**** Records for the task ****
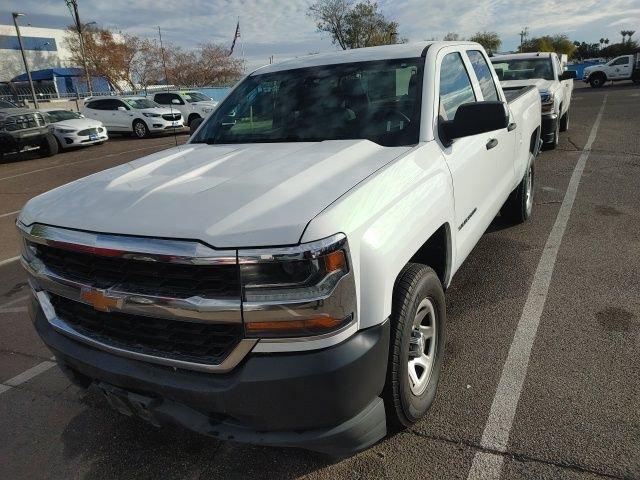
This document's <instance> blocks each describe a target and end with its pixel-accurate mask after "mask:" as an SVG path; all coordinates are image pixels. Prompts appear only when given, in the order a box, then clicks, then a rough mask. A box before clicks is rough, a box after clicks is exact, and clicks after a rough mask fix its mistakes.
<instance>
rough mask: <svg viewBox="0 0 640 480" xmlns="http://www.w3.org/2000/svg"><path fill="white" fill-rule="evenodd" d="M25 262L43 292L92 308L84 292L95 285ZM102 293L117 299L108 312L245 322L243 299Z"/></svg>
mask: <svg viewBox="0 0 640 480" xmlns="http://www.w3.org/2000/svg"><path fill="white" fill-rule="evenodd" d="M21 262H22V265H23V266H24V268H25V269H26V270H27V272H28V273H29V274H30V275H31V276H32V278H33V280H34V281H35V282H36V283H37V285H38V286H39V287H40V288H41V289H43V290H47V291H49V292H51V293H54V294H56V295H60V296H62V297H65V298H68V299H69V300H73V301H76V302H81V303H84V304H86V305H91V303H90V302H88V301H87V300H86V299H85V298H84V297H83V295H82V293H83V292H87V291H92V290H96V289H94V288H93V287H92V286H91V285H87V284H83V283H80V282H76V281H74V280H69V279H66V278H63V277H61V276H59V275H57V274H56V273H54V272H52V271H51V270H49V269H48V268H47V267H46V266H45V265H44V263H43V262H42V261H40V260H39V259H37V258H32V259H31V260H27V259H26V258H25V257H24V256H22V258H21ZM99 291H100V293H102V294H103V295H105V296H106V297H107V298H108V299H110V300H113V302H112V304H111V305H109V307H108V309H107V311H114V312H122V313H129V314H133V315H144V316H147V317H159V318H167V319H175V320H184V321H191V322H202V323H242V315H241V313H240V308H241V307H240V303H241V302H240V298H238V299H233V300H220V299H208V298H202V297H189V298H171V297H160V296H153V295H141V294H137V293H130V292H124V291H120V290H118V287H117V285H116V286H114V287H112V288H108V289H105V290H99Z"/></svg>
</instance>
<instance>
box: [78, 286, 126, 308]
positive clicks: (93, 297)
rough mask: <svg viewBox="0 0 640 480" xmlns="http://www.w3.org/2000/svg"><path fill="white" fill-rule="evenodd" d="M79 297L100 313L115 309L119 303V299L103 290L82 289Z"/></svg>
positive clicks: (95, 288) (119, 301) (91, 288)
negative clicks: (114, 296) (109, 294)
mask: <svg viewBox="0 0 640 480" xmlns="http://www.w3.org/2000/svg"><path fill="white" fill-rule="evenodd" d="M80 296H81V297H82V299H83V300H84V301H85V302H87V303H88V304H89V305H91V306H92V307H93V308H94V309H95V310H100V311H101V312H108V311H110V310H111V309H112V308H117V307H119V306H120V303H121V299H120V298H118V297H112V296H110V295H109V294H108V293H107V292H105V291H104V290H98V289H97V288H83V289H82V291H81V293H80Z"/></svg>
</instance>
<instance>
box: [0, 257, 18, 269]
mask: <svg viewBox="0 0 640 480" xmlns="http://www.w3.org/2000/svg"><path fill="white" fill-rule="evenodd" d="M18 260H20V255H18V256H17V257H11V258H7V259H6V260H0V267H2V266H4V265H8V264H10V263H13V262H17V261H18Z"/></svg>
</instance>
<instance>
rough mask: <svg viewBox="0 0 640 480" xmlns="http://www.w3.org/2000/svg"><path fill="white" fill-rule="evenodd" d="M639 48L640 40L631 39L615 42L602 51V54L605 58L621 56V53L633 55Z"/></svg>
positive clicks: (609, 45) (624, 54)
mask: <svg viewBox="0 0 640 480" xmlns="http://www.w3.org/2000/svg"><path fill="white" fill-rule="evenodd" d="M638 48H639V45H638V42H636V41H633V40H629V41H626V42H624V43H613V44H611V45H609V46H608V47H605V48H603V49H602V50H601V51H600V56H602V57H605V58H614V57H619V56H620V55H631V54H633V53H635V52H636V51H637V50H638Z"/></svg>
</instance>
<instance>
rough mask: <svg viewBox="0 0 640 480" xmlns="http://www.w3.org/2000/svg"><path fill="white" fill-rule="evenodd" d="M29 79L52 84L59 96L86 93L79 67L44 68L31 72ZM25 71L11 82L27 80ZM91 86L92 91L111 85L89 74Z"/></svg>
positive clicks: (68, 95) (95, 91) (74, 94)
mask: <svg viewBox="0 0 640 480" xmlns="http://www.w3.org/2000/svg"><path fill="white" fill-rule="evenodd" d="M31 79H32V80H33V81H34V82H40V84H45V85H46V84H52V85H53V86H54V87H55V90H56V92H57V93H58V95H60V96H65V97H66V96H69V95H75V94H80V95H82V94H86V93H88V92H87V81H86V78H85V75H84V70H83V69H81V68H46V69H44V70H36V71H33V72H31ZM28 81H29V78H28V77H27V74H26V73H23V74H22V75H18V76H17V77H14V78H13V79H11V82H12V83H22V82H28ZM91 87H92V90H93V92H94V93H103V92H110V91H111V90H112V89H111V86H110V85H109V82H108V81H107V79H106V78H104V77H101V76H93V75H92V76H91Z"/></svg>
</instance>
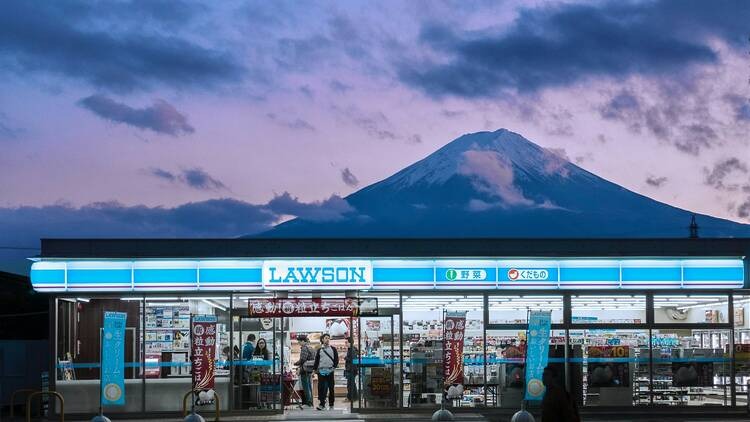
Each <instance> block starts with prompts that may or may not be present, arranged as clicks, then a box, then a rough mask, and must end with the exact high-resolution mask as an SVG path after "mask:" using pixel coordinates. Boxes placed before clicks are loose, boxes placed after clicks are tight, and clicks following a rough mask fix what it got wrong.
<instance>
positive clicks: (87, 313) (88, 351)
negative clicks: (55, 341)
mask: <svg viewBox="0 0 750 422" xmlns="http://www.w3.org/2000/svg"><path fill="white" fill-rule="evenodd" d="M142 304H143V302H142V300H141V298H139V297H106V298H86V297H75V298H72V297H71V298H68V297H65V298H59V299H58V300H57V322H58V325H57V347H56V349H57V352H56V354H57V356H56V357H57V371H56V372H57V379H56V385H55V388H56V390H57V391H58V392H60V393H61V394H62V395H63V396H64V397H65V411H66V413H71V414H74V413H94V412H97V411H98V410H99V388H100V385H99V374H100V372H99V369H100V351H101V340H102V325H103V316H104V312H105V311H117V312H125V313H127V319H126V324H125V357H124V358H125V405H124V406H116V407H114V406H113V407H112V408H111V409H109V408H108V409H107V412H108V413H130V412H140V411H141V410H142V406H143V381H142V378H141V377H142V375H143V374H142V371H141V353H140V351H141V347H142V341H143V335H142V332H141V324H140V319H139V318H138V315H139V312H140V309H141V307H142Z"/></svg>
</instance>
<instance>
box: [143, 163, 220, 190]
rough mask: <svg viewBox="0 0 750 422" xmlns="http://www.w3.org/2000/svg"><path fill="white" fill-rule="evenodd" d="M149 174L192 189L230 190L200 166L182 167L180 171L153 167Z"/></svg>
mask: <svg viewBox="0 0 750 422" xmlns="http://www.w3.org/2000/svg"><path fill="white" fill-rule="evenodd" d="M148 174H150V175H151V176H154V177H156V178H159V179H162V180H165V181H167V182H170V183H179V184H182V185H185V186H187V187H189V188H192V189H197V190H202V191H221V190H229V189H228V188H227V187H226V185H224V183H222V182H221V180H218V179H216V178H214V177H212V176H211V175H210V174H208V173H207V172H206V171H205V170H203V169H201V168H199V167H193V168H188V169H182V170H180V171H179V172H178V173H175V172H171V171H169V170H165V169H161V168H151V169H149V170H148Z"/></svg>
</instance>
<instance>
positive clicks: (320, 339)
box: [313, 333, 339, 410]
mask: <svg viewBox="0 0 750 422" xmlns="http://www.w3.org/2000/svg"><path fill="white" fill-rule="evenodd" d="M330 343H331V336H330V334H327V333H326V334H323V335H322V336H320V348H319V349H318V351H317V353H315V364H314V366H313V368H314V369H315V371H317V372H318V400H320V404H319V405H318V407H316V409H318V410H325V408H326V396H328V405H329V406H330V407H331V409H333V398H334V394H335V381H334V378H333V371H334V370H335V369H336V367H337V366H339V354H338V352H336V349H335V348H334V347H331V344H330Z"/></svg>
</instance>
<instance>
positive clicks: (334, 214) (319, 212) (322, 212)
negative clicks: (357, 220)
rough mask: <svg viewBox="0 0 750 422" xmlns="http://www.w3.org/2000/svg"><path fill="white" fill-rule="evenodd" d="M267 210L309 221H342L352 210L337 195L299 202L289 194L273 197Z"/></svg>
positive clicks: (297, 200)
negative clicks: (305, 202) (308, 201)
mask: <svg viewBox="0 0 750 422" xmlns="http://www.w3.org/2000/svg"><path fill="white" fill-rule="evenodd" d="M268 208H269V209H270V210H271V211H273V212H274V213H276V214H278V215H294V216H297V217H299V218H301V219H303V220H310V221H338V220H343V219H345V218H346V217H347V215H348V214H350V213H353V212H354V208H353V207H352V206H351V205H349V203H348V202H346V200H345V199H343V198H341V197H340V196H337V195H331V197H330V198H328V199H325V200H323V201H315V202H310V203H305V202H301V201H300V200H299V199H298V198H296V197H293V196H292V195H291V194H289V192H284V193H282V194H281V195H277V196H275V197H274V198H273V199H271V200H270V201H269V202H268Z"/></svg>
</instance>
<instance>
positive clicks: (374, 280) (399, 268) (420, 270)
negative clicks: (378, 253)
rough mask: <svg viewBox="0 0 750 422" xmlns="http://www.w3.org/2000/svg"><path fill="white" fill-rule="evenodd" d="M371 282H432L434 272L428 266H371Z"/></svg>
mask: <svg viewBox="0 0 750 422" xmlns="http://www.w3.org/2000/svg"><path fill="white" fill-rule="evenodd" d="M372 278H373V282H378V281H404V282H409V281H416V282H421V281H429V282H432V281H433V278H434V273H433V269H432V267H429V268H373V269H372Z"/></svg>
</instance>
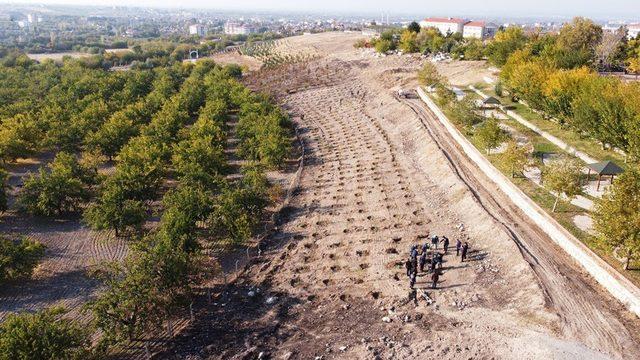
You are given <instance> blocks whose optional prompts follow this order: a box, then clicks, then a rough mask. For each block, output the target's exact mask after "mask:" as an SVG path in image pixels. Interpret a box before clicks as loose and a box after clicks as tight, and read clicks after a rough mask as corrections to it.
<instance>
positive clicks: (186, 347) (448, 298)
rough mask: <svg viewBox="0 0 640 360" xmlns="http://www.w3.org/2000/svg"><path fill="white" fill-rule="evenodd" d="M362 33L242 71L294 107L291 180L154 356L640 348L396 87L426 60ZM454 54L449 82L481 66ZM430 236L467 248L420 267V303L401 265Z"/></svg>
mask: <svg viewBox="0 0 640 360" xmlns="http://www.w3.org/2000/svg"><path fill="white" fill-rule="evenodd" d="M358 37H359V35H357V34H354V33H352V34H346V33H327V34H319V35H312V36H304V37H296V38H292V39H290V41H289V43H288V46H290V47H295V46H297V45H296V44H299V45H300V46H304V47H313V48H314V49H316V50H317V51H318V53H320V54H323V55H322V57H321V58H319V59H317V60H313V61H310V62H307V63H303V64H294V65H288V66H284V67H283V68H281V69H279V70H274V69H270V70H268V71H261V72H257V73H254V74H252V75H250V76H248V78H247V80H246V81H247V83H248V84H249V85H250V86H252V87H254V88H259V89H262V90H265V91H270V92H272V93H273V94H274V95H275V96H277V97H278V98H279V99H280V100H281V102H282V104H283V106H285V107H286V108H287V109H288V110H289V111H290V112H291V113H292V114H293V116H294V119H295V122H296V124H297V126H298V128H299V131H300V134H301V137H302V139H303V141H304V144H305V151H306V156H305V167H304V171H303V173H302V178H301V181H300V185H299V188H298V190H297V191H296V193H295V194H294V196H293V198H292V201H291V205H290V207H288V208H287V209H286V210H285V211H284V213H283V216H282V219H281V223H280V224H279V226H278V228H277V229H276V230H275V231H274V232H272V233H271V234H270V235H269V236H268V237H267V239H266V241H265V243H266V248H264V249H263V252H262V254H261V256H259V257H255V258H254V259H253V261H252V262H251V263H249V264H248V265H247V266H246V269H245V271H244V272H243V273H242V274H240V276H239V277H238V278H237V280H235V281H234V282H232V283H231V284H230V285H229V286H227V287H223V288H221V289H219V291H218V292H217V293H216V295H215V297H214V299H213V300H211V303H208V302H206V301H203V302H202V304H201V305H200V306H199V307H198V311H197V315H196V316H195V321H194V322H192V323H191V324H190V325H189V326H188V327H187V328H186V329H185V330H184V331H183V332H182V333H181V334H179V335H178V336H177V338H176V339H175V341H174V342H173V343H172V344H171V345H170V347H169V348H168V349H167V350H166V351H165V352H162V353H161V354H159V355H158V358H181V359H182V358H189V359H201V358H206V359H255V358H263V359H266V358H273V359H414V358H442V359H492V358H493V359H605V358H619V359H632V358H640V341H639V340H640V339H639V337H640V320H638V318H637V317H635V316H633V315H631V314H630V313H629V312H627V311H626V310H625V309H624V308H623V307H622V306H621V305H620V304H619V303H617V302H616V301H614V300H613V298H612V297H611V296H609V295H608V294H607V293H606V292H605V291H603V290H602V289H601V288H600V287H599V286H598V285H597V284H596V283H595V282H594V281H593V279H591V278H589V277H588V276H587V275H585V274H584V272H583V271H582V270H581V269H580V268H579V266H578V265H576V264H575V263H574V262H573V261H572V260H571V259H570V258H569V256H567V255H566V254H565V253H563V252H562V250H561V249H559V248H558V247H557V246H555V245H554V244H553V242H552V241H551V240H550V239H549V238H547V237H546V236H545V234H544V233H543V232H542V231H541V230H540V229H538V228H537V227H536V226H534V225H532V224H530V223H529V222H527V219H526V217H525V216H524V215H523V214H521V213H520V212H519V211H518V210H517V209H516V208H515V206H513V205H512V204H511V203H510V200H509V199H508V198H506V197H505V196H504V195H502V194H501V193H500V192H499V190H497V188H496V187H495V186H493V185H491V183H490V182H489V181H488V179H486V178H484V177H483V175H481V173H480V171H478V170H477V169H476V168H475V167H474V166H473V165H472V163H471V162H470V161H469V160H468V159H467V158H466V157H465V156H464V155H463V154H462V153H461V151H460V150H459V149H458V148H457V147H456V145H455V144H454V143H453V142H452V141H451V140H450V139H448V137H447V135H446V133H445V132H444V131H443V129H442V128H440V127H439V126H438V123H437V121H434V119H433V116H432V114H430V113H429V112H428V111H427V110H426V109H425V108H424V107H423V106H422V105H421V104H420V102H419V101H417V100H399V99H397V98H395V97H394V91H395V90H397V89H399V88H410V87H413V86H415V85H416V82H415V81H416V80H415V76H414V73H415V71H416V70H417V69H418V68H419V67H420V65H421V61H423V60H420V59H419V58H417V57H410V56H403V57H400V56H388V57H383V58H378V57H375V56H373V54H372V53H371V52H370V51H369V50H357V49H354V48H353V46H352V44H353V43H354V42H355V40H356V39H357V38H358ZM454 65H455V68H452V69H450V74H448V75H451V76H452V77H453V78H455V79H454V80H452V82H454V83H457V84H459V85H464V83H465V82H466V83H467V84H468V83H473V82H476V81H478V80H477V78H478V73H479V70H478V69H481V68H484V64H480V63H472V64H468V65H466V66H468V67H467V68H461V67H460V66H461V65H460V64H454ZM442 66H446V65H442ZM465 72H474V74H472V75H469V74H466V73H465ZM443 73H445V74H446V73H447V72H446V71H443ZM480 78H481V77H480ZM456 79H457V80H456ZM434 234H435V235H439V236H442V235H446V236H447V237H449V239H451V241H452V244H454V243H455V240H457V239H460V240H462V241H467V242H468V243H469V245H470V249H471V250H470V253H469V258H468V261H465V262H461V261H460V259H459V257H456V256H455V249H453V251H452V249H451V248H450V249H449V253H448V254H446V255H445V256H444V264H443V268H442V270H443V274H442V276H441V278H440V282H439V283H438V286H437V289H431V288H430V280H429V279H430V275H429V274H425V273H423V272H420V273H419V275H418V279H417V283H416V287H417V288H418V289H419V290H418V294H419V295H422V294H423V291H424V292H425V293H426V294H427V295H428V298H429V299H430V301H427V300H426V298H424V297H421V296H420V297H419V299H418V303H417V305H416V304H414V302H413V301H409V298H408V295H409V294H410V292H409V283H408V278H407V276H406V274H405V271H404V266H403V262H404V261H405V260H406V258H407V257H408V254H409V248H410V246H411V245H414V244H415V245H421V244H422V243H424V242H425V241H427V237H428V236H429V235H434ZM439 251H441V249H439Z"/></svg>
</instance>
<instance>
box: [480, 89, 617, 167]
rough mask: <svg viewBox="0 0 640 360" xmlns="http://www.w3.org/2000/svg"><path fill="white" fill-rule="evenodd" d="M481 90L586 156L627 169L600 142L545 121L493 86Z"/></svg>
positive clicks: (528, 107)
mask: <svg viewBox="0 0 640 360" xmlns="http://www.w3.org/2000/svg"><path fill="white" fill-rule="evenodd" d="M479 90H481V91H483V92H484V93H486V94H487V95H490V96H494V97H496V98H498V99H500V101H501V102H502V104H503V105H505V106H509V107H510V108H511V109H512V110H513V111H514V112H516V113H518V114H519V115H520V116H522V117H523V118H525V119H527V120H528V121H530V122H531V123H532V124H534V125H536V126H537V127H539V128H540V129H542V130H544V131H546V132H548V133H549V134H551V135H553V136H555V137H557V138H559V139H561V140H563V141H564V142H566V143H567V144H569V145H571V146H573V147H574V148H576V149H578V150H580V151H582V152H584V153H586V154H589V155H590V156H591V157H593V158H595V159H597V160H599V161H605V160H611V161H615V162H616V163H617V164H618V165H620V167H622V168H624V167H625V161H624V160H625V159H624V156H623V155H621V154H619V153H617V152H615V151H612V150H603V149H602V146H601V145H600V143H599V142H597V141H595V140H593V139H590V138H586V137H582V136H580V135H579V134H577V133H576V132H574V131H573V130H571V129H569V128H563V127H561V126H560V125H559V124H558V123H556V122H554V121H551V120H546V119H544V118H543V117H542V115H540V114H538V113H536V112H535V111H533V110H531V108H529V107H528V106H526V105H523V104H521V103H517V102H513V101H511V98H510V97H504V96H498V95H496V93H495V90H494V89H493V87H491V86H487V87H485V88H484V89H479Z"/></svg>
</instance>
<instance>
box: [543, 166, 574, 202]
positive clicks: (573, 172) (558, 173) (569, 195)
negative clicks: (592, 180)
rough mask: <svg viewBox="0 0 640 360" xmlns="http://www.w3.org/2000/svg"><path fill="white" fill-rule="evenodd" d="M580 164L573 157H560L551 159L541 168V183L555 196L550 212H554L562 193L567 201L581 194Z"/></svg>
mask: <svg viewBox="0 0 640 360" xmlns="http://www.w3.org/2000/svg"><path fill="white" fill-rule="evenodd" d="M581 177H582V165H581V164H580V162H579V161H578V160H576V159H574V158H568V157H566V158H562V159H557V160H553V161H551V162H550V163H549V164H548V165H546V166H545V168H544V169H543V175H542V182H543V185H544V186H545V187H546V188H547V189H549V190H550V191H551V192H553V194H554V196H555V197H556V200H555V202H554V203H553V208H552V209H551V212H555V211H556V208H557V206H558V201H559V200H560V198H561V197H562V195H563V194H564V196H566V197H567V199H568V201H571V200H572V199H573V198H574V197H576V196H578V195H580V194H582V185H581Z"/></svg>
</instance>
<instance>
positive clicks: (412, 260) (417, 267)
mask: <svg viewBox="0 0 640 360" xmlns="http://www.w3.org/2000/svg"><path fill="white" fill-rule="evenodd" d="M411 273H412V274H414V275H415V274H418V258H417V257H414V258H411Z"/></svg>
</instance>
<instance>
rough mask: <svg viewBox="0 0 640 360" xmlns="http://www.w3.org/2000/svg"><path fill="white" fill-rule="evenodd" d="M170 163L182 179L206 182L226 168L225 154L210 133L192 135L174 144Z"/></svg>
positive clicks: (226, 166)
mask: <svg viewBox="0 0 640 360" xmlns="http://www.w3.org/2000/svg"><path fill="white" fill-rule="evenodd" d="M172 163H173V166H174V168H175V170H176V172H177V173H178V174H179V176H180V177H181V178H182V179H185V180H189V181H196V182H201V183H207V182H210V181H212V177H214V176H215V175H218V174H222V173H223V172H224V171H225V169H226V167H227V166H226V165H227V163H226V155H225V153H224V148H223V147H222V145H221V144H219V143H217V141H216V140H215V138H214V137H213V136H211V135H206V136H193V137H190V138H188V139H185V140H183V141H181V142H179V143H178V144H176V145H175V146H174V149H173V157H172Z"/></svg>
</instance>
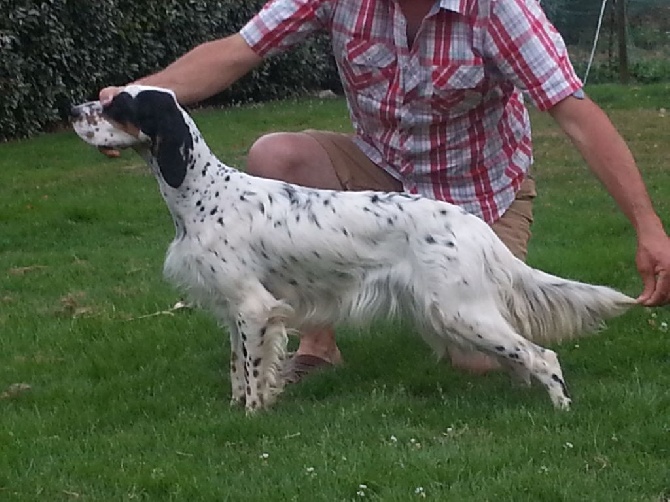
****
**What you should do:** Select every line of the rows above that contains the string "after", and copy each one. Match case exactly.

**Solution:**
This document's <instance> blocks each describe a target and end with its pixel-accurate mask after "mask:" as an SVG path; all coordinates are image pixels. Prompts appear only when given, in the order a box, then clicks, then a rough mask. A box before clicks is rough, a box after clicks is exact, and clicks after a rough mask fix its mistakes.
Each <instance> block starts with prompts that may or may not be present, arranged as clicks, then a box, then a rough mask, and must end with the exact high-resolution mask as an SVG path after "mask:" using pixel coordinates. Boxes placed before clicks are loose, boxes placed after clicks are tight, and clicks following a rough mask fix what it got wrong.
You are given <instance> blocks whose optional prompts follow this order: a box, then clicks, then a rough mask. For each block, output the target's exact mask after "mask:" as an SVG path in image pixels. Interpret a box before clicks as loose and a box after clicks as tight, and read clicks after a rough mask as corrections to it.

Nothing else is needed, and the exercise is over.